> Extract provided
::::::

A team of marine scientists has found that toxin-producing algae once thought to be limited to coastal waters are also common in the open ocean, where the addition of iron from natural or artificial sources can stimulate rapid growth of the harmful algae. The new findings, reported this week in the Proceedings of the National Academy of Sciences, add to concerns about proposals to use iron fertilization of the oceans as a way to combat global warming. Blooms of diatoms in the genus Pseudo-nitschia, which produce a neurotoxin called domoic acid, are a regular occurrence in coastal waters. During large blooms, the algal toxin enters the food chain, forcing the closure of some fisheries (such as shellfish and sardines) and poisoning marine mammals and birds that feed on contaminated fish. But until now, blooms of these algae in the open ocean have attracted little attention from researchers.

“Normally, Pseudo-nitschia cells are sparse in the open ocean, so they don’t have much effect. But these species are incredibly responsive to iron, often becoming dominant in algal blooms that result from iron fertilization. Any iron input might cause a bloom of the cells that make the toxin,” said Mary Silver, professor emerita of ocean sciences at the University of California, Santa Cruz, and lead author of the new study.

::::::

> Directions
1. In the article on toxic ocean algae, what is the name of the neurotoxin produced by Pseudo-nitschia diatoms?
2. Write the next few paragraphs of the article on toxic ocean algae, picking up after its final sentence.

Stored dataset entries:
::::::

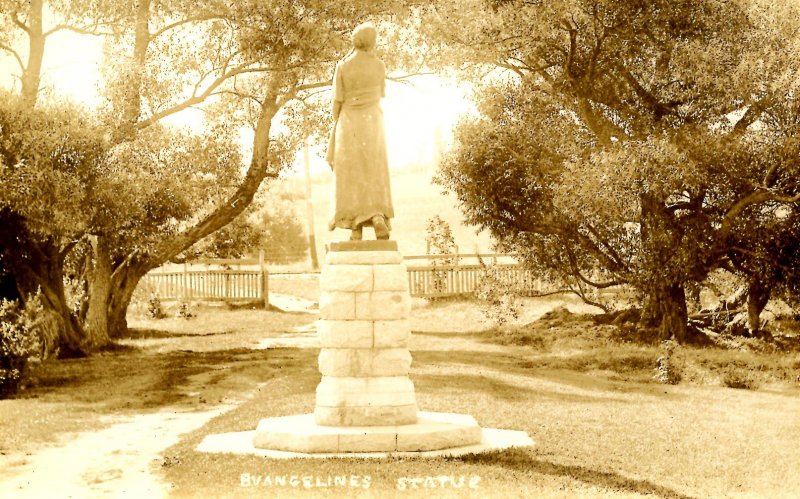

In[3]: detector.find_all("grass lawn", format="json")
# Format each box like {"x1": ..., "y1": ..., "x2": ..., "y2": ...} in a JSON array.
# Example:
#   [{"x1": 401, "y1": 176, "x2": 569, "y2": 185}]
[{"x1": 0, "y1": 301, "x2": 800, "y2": 497}]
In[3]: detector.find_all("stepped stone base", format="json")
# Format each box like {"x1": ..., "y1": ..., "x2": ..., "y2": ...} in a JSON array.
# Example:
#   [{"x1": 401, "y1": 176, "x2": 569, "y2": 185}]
[{"x1": 253, "y1": 412, "x2": 483, "y2": 454}]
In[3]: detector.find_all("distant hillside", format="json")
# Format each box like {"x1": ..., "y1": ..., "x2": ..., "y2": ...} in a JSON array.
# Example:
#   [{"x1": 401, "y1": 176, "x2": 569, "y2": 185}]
[{"x1": 288, "y1": 167, "x2": 491, "y2": 264}]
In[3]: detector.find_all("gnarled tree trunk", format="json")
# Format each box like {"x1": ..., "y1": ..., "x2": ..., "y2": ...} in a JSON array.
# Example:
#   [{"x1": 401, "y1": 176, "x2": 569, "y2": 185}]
[
  {"x1": 84, "y1": 236, "x2": 111, "y2": 350},
  {"x1": 747, "y1": 281, "x2": 770, "y2": 335}
]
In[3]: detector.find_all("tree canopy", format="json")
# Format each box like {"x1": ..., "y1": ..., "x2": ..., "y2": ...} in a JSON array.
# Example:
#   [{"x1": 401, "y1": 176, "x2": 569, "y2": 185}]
[{"x1": 427, "y1": 0, "x2": 800, "y2": 340}]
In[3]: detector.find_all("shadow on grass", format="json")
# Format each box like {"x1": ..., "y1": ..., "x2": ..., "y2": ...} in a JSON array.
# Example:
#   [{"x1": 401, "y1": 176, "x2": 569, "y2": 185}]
[
  {"x1": 414, "y1": 374, "x2": 629, "y2": 403},
  {"x1": 413, "y1": 350, "x2": 681, "y2": 397},
  {"x1": 19, "y1": 348, "x2": 316, "y2": 413},
  {"x1": 451, "y1": 449, "x2": 691, "y2": 499},
  {"x1": 122, "y1": 328, "x2": 236, "y2": 340}
]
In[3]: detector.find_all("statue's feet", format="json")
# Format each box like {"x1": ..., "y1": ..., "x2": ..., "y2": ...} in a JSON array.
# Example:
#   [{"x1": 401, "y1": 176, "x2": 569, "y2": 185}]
[{"x1": 372, "y1": 215, "x2": 389, "y2": 239}]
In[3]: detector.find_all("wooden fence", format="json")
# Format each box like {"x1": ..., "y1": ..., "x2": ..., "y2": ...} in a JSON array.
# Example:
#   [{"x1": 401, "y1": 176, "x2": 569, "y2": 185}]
[
  {"x1": 141, "y1": 257, "x2": 269, "y2": 306},
  {"x1": 407, "y1": 263, "x2": 543, "y2": 298},
  {"x1": 142, "y1": 254, "x2": 544, "y2": 304}
]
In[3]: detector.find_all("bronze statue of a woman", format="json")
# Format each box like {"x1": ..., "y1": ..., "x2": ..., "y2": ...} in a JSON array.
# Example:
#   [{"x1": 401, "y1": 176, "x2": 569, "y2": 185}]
[{"x1": 327, "y1": 23, "x2": 394, "y2": 240}]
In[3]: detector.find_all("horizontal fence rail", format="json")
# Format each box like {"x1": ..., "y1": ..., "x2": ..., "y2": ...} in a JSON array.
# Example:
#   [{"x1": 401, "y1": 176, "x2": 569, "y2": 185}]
[
  {"x1": 408, "y1": 264, "x2": 544, "y2": 298},
  {"x1": 144, "y1": 270, "x2": 266, "y2": 301},
  {"x1": 140, "y1": 254, "x2": 547, "y2": 305}
]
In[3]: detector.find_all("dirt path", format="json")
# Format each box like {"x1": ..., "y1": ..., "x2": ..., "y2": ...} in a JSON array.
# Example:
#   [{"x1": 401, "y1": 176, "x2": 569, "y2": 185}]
[{"x1": 0, "y1": 405, "x2": 234, "y2": 498}]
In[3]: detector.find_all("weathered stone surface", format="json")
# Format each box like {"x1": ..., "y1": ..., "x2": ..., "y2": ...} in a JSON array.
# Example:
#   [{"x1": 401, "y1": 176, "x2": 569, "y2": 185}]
[
  {"x1": 330, "y1": 239, "x2": 397, "y2": 252},
  {"x1": 317, "y1": 376, "x2": 414, "y2": 393},
  {"x1": 317, "y1": 320, "x2": 374, "y2": 348},
  {"x1": 314, "y1": 404, "x2": 417, "y2": 426},
  {"x1": 319, "y1": 291, "x2": 356, "y2": 320},
  {"x1": 368, "y1": 264, "x2": 408, "y2": 292},
  {"x1": 325, "y1": 251, "x2": 403, "y2": 265},
  {"x1": 241, "y1": 412, "x2": 520, "y2": 458},
  {"x1": 253, "y1": 416, "x2": 339, "y2": 453},
  {"x1": 319, "y1": 348, "x2": 411, "y2": 377},
  {"x1": 317, "y1": 384, "x2": 417, "y2": 407},
  {"x1": 397, "y1": 415, "x2": 482, "y2": 452},
  {"x1": 339, "y1": 429, "x2": 397, "y2": 452},
  {"x1": 373, "y1": 319, "x2": 411, "y2": 348},
  {"x1": 319, "y1": 265, "x2": 375, "y2": 292},
  {"x1": 355, "y1": 291, "x2": 411, "y2": 321}
]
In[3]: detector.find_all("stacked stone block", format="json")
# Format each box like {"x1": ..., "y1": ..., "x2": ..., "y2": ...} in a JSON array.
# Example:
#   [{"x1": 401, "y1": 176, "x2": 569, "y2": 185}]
[{"x1": 314, "y1": 241, "x2": 417, "y2": 426}]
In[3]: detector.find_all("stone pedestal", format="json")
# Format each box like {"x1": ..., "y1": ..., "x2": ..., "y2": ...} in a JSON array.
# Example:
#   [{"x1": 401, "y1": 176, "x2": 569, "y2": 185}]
[
  {"x1": 314, "y1": 241, "x2": 417, "y2": 426},
  {"x1": 253, "y1": 241, "x2": 483, "y2": 454}
]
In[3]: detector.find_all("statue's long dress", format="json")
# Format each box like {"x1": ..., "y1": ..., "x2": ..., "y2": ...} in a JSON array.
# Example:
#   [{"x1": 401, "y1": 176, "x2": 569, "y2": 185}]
[{"x1": 327, "y1": 51, "x2": 394, "y2": 230}]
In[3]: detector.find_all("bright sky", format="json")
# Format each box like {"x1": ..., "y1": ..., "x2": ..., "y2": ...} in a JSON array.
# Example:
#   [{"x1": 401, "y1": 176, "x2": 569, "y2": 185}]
[{"x1": 0, "y1": 31, "x2": 473, "y2": 178}]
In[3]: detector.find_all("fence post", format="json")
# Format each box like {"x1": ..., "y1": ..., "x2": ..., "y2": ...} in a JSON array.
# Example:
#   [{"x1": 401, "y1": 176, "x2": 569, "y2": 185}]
[
  {"x1": 258, "y1": 249, "x2": 269, "y2": 309},
  {"x1": 179, "y1": 261, "x2": 189, "y2": 301}
]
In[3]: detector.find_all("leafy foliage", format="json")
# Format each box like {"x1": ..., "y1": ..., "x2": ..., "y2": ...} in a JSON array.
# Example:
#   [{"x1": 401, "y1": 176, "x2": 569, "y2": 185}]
[
  {"x1": 0, "y1": 297, "x2": 42, "y2": 399},
  {"x1": 427, "y1": 0, "x2": 800, "y2": 339},
  {"x1": 425, "y1": 215, "x2": 458, "y2": 293}
]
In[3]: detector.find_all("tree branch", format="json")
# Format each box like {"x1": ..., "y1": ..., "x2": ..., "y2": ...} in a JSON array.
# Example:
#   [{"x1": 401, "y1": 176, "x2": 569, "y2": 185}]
[
  {"x1": 135, "y1": 67, "x2": 272, "y2": 130},
  {"x1": 150, "y1": 14, "x2": 228, "y2": 41},
  {"x1": 733, "y1": 92, "x2": 777, "y2": 134},
  {"x1": 11, "y1": 11, "x2": 31, "y2": 34},
  {"x1": 0, "y1": 43, "x2": 25, "y2": 71},
  {"x1": 719, "y1": 190, "x2": 800, "y2": 238},
  {"x1": 43, "y1": 24, "x2": 115, "y2": 37}
]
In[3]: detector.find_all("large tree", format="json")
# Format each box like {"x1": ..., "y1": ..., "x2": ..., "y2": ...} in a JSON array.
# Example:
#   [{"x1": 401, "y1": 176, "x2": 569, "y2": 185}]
[
  {"x1": 426, "y1": 0, "x2": 800, "y2": 340},
  {"x1": 0, "y1": 0, "x2": 424, "y2": 350}
]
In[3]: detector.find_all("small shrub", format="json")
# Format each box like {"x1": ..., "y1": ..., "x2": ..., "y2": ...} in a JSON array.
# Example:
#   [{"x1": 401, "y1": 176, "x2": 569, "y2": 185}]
[
  {"x1": 722, "y1": 366, "x2": 760, "y2": 390},
  {"x1": 475, "y1": 262, "x2": 523, "y2": 327},
  {"x1": 0, "y1": 295, "x2": 41, "y2": 399},
  {"x1": 425, "y1": 215, "x2": 458, "y2": 293},
  {"x1": 178, "y1": 301, "x2": 196, "y2": 320},
  {"x1": 147, "y1": 295, "x2": 167, "y2": 319},
  {"x1": 653, "y1": 340, "x2": 683, "y2": 385}
]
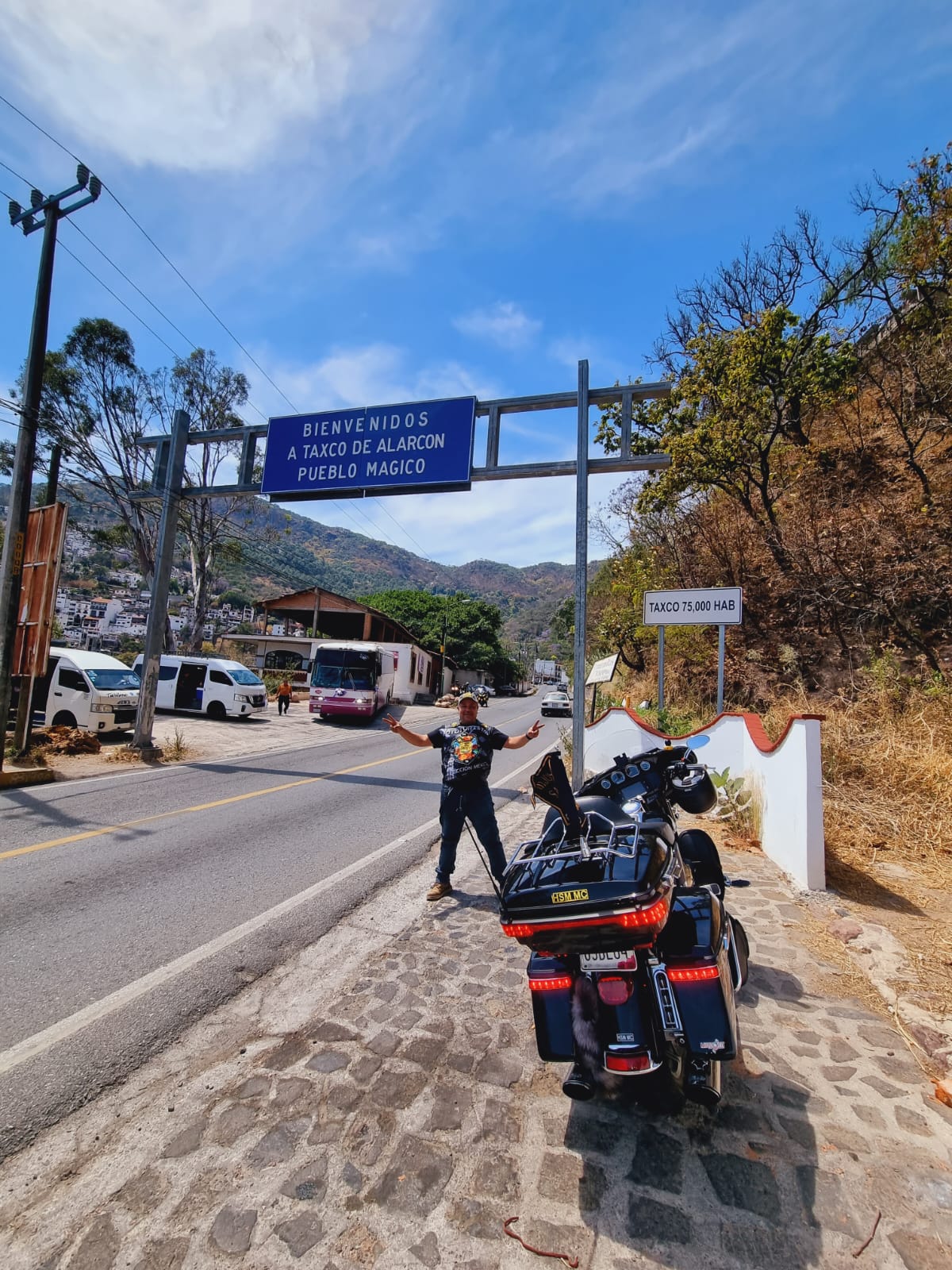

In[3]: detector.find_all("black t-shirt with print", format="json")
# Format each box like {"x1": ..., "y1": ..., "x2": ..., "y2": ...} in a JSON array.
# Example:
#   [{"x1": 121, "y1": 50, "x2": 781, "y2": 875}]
[{"x1": 427, "y1": 722, "x2": 509, "y2": 785}]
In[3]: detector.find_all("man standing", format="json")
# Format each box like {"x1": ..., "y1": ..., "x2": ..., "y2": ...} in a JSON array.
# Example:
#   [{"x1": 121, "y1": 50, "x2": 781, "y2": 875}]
[
  {"x1": 385, "y1": 692, "x2": 542, "y2": 900},
  {"x1": 278, "y1": 675, "x2": 294, "y2": 715}
]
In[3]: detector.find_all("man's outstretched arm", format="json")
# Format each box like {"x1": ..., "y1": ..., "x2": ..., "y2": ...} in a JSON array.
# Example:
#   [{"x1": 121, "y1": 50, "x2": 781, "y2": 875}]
[
  {"x1": 383, "y1": 715, "x2": 432, "y2": 748},
  {"x1": 503, "y1": 719, "x2": 546, "y2": 749}
]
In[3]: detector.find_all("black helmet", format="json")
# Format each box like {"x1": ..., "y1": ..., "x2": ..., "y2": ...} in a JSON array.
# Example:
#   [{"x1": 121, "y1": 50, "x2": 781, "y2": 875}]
[{"x1": 671, "y1": 767, "x2": 717, "y2": 815}]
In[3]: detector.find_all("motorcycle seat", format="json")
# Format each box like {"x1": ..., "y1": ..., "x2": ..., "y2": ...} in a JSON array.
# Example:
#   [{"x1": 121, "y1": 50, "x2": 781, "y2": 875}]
[{"x1": 639, "y1": 821, "x2": 674, "y2": 847}]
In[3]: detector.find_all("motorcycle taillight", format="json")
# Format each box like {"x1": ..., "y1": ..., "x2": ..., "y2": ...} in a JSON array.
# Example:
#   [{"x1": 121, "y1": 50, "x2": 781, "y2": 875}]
[
  {"x1": 668, "y1": 965, "x2": 721, "y2": 983},
  {"x1": 501, "y1": 895, "x2": 671, "y2": 944},
  {"x1": 597, "y1": 974, "x2": 635, "y2": 1006},
  {"x1": 605, "y1": 1054, "x2": 651, "y2": 1072}
]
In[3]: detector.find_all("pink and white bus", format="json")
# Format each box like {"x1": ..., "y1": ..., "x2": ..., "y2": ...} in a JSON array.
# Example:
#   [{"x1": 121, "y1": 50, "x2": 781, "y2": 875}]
[{"x1": 309, "y1": 641, "x2": 396, "y2": 722}]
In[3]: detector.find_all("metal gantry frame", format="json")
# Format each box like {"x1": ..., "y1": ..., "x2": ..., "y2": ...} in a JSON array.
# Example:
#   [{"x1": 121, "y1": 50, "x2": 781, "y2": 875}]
[{"x1": 133, "y1": 360, "x2": 671, "y2": 772}]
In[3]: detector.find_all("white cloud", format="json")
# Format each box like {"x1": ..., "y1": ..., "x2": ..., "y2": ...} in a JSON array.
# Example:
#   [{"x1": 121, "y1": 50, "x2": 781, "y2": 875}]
[
  {"x1": 244, "y1": 343, "x2": 497, "y2": 415},
  {"x1": 248, "y1": 343, "x2": 637, "y2": 568},
  {"x1": 0, "y1": 0, "x2": 432, "y2": 171},
  {"x1": 453, "y1": 300, "x2": 542, "y2": 349}
]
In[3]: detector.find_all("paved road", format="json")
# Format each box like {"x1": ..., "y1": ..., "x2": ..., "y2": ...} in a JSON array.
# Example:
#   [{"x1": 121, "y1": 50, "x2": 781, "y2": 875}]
[
  {"x1": 0, "y1": 700, "x2": 557, "y2": 1149},
  {"x1": 0, "y1": 800, "x2": 952, "y2": 1270}
]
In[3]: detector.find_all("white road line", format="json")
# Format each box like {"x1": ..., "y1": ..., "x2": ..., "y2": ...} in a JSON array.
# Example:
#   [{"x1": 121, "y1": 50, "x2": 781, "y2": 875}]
[{"x1": 0, "y1": 758, "x2": 537, "y2": 1076}]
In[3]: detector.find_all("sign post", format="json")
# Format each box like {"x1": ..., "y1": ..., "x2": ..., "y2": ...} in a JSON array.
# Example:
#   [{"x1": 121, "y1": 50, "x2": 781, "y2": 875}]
[
  {"x1": 262, "y1": 398, "x2": 476, "y2": 502},
  {"x1": 643, "y1": 587, "x2": 744, "y2": 714},
  {"x1": 585, "y1": 652, "x2": 618, "y2": 722},
  {"x1": 132, "y1": 371, "x2": 671, "y2": 787}
]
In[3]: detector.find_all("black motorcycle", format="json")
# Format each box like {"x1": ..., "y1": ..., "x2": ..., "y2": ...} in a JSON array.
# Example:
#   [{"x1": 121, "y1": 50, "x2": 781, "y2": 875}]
[{"x1": 500, "y1": 738, "x2": 749, "y2": 1110}]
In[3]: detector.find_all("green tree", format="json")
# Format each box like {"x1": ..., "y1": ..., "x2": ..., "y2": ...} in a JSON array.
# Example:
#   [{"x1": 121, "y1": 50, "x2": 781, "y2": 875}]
[
  {"x1": 362, "y1": 591, "x2": 512, "y2": 675},
  {"x1": 40, "y1": 318, "x2": 157, "y2": 579},
  {"x1": 150, "y1": 348, "x2": 248, "y2": 652},
  {"x1": 597, "y1": 307, "x2": 855, "y2": 573}
]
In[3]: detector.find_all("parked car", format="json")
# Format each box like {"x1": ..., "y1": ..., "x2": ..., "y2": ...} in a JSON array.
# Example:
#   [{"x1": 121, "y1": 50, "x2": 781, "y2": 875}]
[
  {"x1": 25, "y1": 645, "x2": 140, "y2": 733},
  {"x1": 133, "y1": 652, "x2": 268, "y2": 719},
  {"x1": 541, "y1": 692, "x2": 573, "y2": 716}
]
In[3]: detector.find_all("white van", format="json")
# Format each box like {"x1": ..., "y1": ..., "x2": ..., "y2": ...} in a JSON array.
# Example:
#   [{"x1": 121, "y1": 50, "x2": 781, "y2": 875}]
[
  {"x1": 33, "y1": 645, "x2": 140, "y2": 732},
  {"x1": 133, "y1": 654, "x2": 268, "y2": 719}
]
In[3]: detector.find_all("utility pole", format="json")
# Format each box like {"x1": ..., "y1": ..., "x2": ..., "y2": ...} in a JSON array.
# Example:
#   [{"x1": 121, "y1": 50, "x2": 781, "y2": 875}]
[
  {"x1": 0, "y1": 164, "x2": 103, "y2": 770},
  {"x1": 129, "y1": 410, "x2": 188, "y2": 756}
]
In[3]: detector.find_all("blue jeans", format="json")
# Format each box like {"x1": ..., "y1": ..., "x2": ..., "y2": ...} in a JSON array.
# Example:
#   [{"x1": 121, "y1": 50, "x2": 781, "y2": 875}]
[{"x1": 436, "y1": 783, "x2": 505, "y2": 881}]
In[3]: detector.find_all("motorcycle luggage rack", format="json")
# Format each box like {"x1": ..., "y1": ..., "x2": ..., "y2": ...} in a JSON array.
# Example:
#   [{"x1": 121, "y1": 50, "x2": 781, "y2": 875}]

::::::

> Answers to this exercise
1. Domoic acid.

2.
Because both natural and artificial additions of iron to ocean waters cause phytoplankton (single-celled algae) to grow vigorously, and because phytoplankton take up carbon dioxide as they grow, iron fertilization of the oceans has been suggested as way to reduce atmospheric concentrations of carbon dioxide and thereby combat global warming.

“This work definitely reveals a wrinkle in those plans,” said coauthor Kenneth Coale, director of Moss Landing Marine Laboratories. “It is much easier to break an ecosystem than it is to fix one. In light of these findings, we should redouble our efforts to reduce carbon emissions, the primary culprit for ocean ecosystem damage worldwide.”